▶ **Exercise goal**
Would you transcribe word for word every line from the one containing "If you would be so kind as to spot the beige" to the end of the data, both ends included, and leave out the rest?

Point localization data
____________________

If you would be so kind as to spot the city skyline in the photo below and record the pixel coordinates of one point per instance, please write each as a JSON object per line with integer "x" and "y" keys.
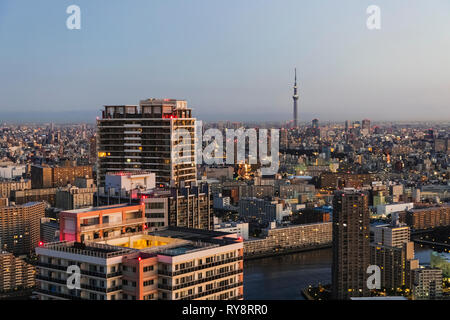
{"x": 239, "y": 69}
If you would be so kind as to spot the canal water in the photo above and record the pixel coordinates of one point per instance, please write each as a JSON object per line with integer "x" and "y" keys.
{"x": 283, "y": 277}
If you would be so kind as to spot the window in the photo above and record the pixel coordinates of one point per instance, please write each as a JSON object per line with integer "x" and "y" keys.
{"x": 148, "y": 283}
{"x": 148, "y": 268}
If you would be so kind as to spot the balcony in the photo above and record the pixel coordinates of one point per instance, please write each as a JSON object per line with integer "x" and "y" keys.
{"x": 209, "y": 292}
{"x": 193, "y": 283}
{"x": 201, "y": 267}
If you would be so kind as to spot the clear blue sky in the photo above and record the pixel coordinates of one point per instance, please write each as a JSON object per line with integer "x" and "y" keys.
{"x": 230, "y": 59}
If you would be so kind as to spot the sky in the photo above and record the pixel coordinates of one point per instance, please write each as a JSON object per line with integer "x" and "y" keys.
{"x": 231, "y": 60}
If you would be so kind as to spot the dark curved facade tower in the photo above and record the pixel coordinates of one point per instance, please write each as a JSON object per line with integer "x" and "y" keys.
{"x": 295, "y": 97}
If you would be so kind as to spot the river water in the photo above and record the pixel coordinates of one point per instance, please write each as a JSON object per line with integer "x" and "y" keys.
{"x": 283, "y": 277}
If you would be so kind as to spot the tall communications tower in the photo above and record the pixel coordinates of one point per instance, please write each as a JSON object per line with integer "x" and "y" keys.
{"x": 295, "y": 97}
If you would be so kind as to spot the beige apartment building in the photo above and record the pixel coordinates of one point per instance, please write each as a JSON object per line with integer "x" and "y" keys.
{"x": 172, "y": 264}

____________________

▶ **Answer to this task**
If you would be so kind as to spot the beige apartment building in the photo above and record the pixel coordinates of one point per instance, please write each as a JSON object per line with integer "x" and "y" keys.
{"x": 172, "y": 264}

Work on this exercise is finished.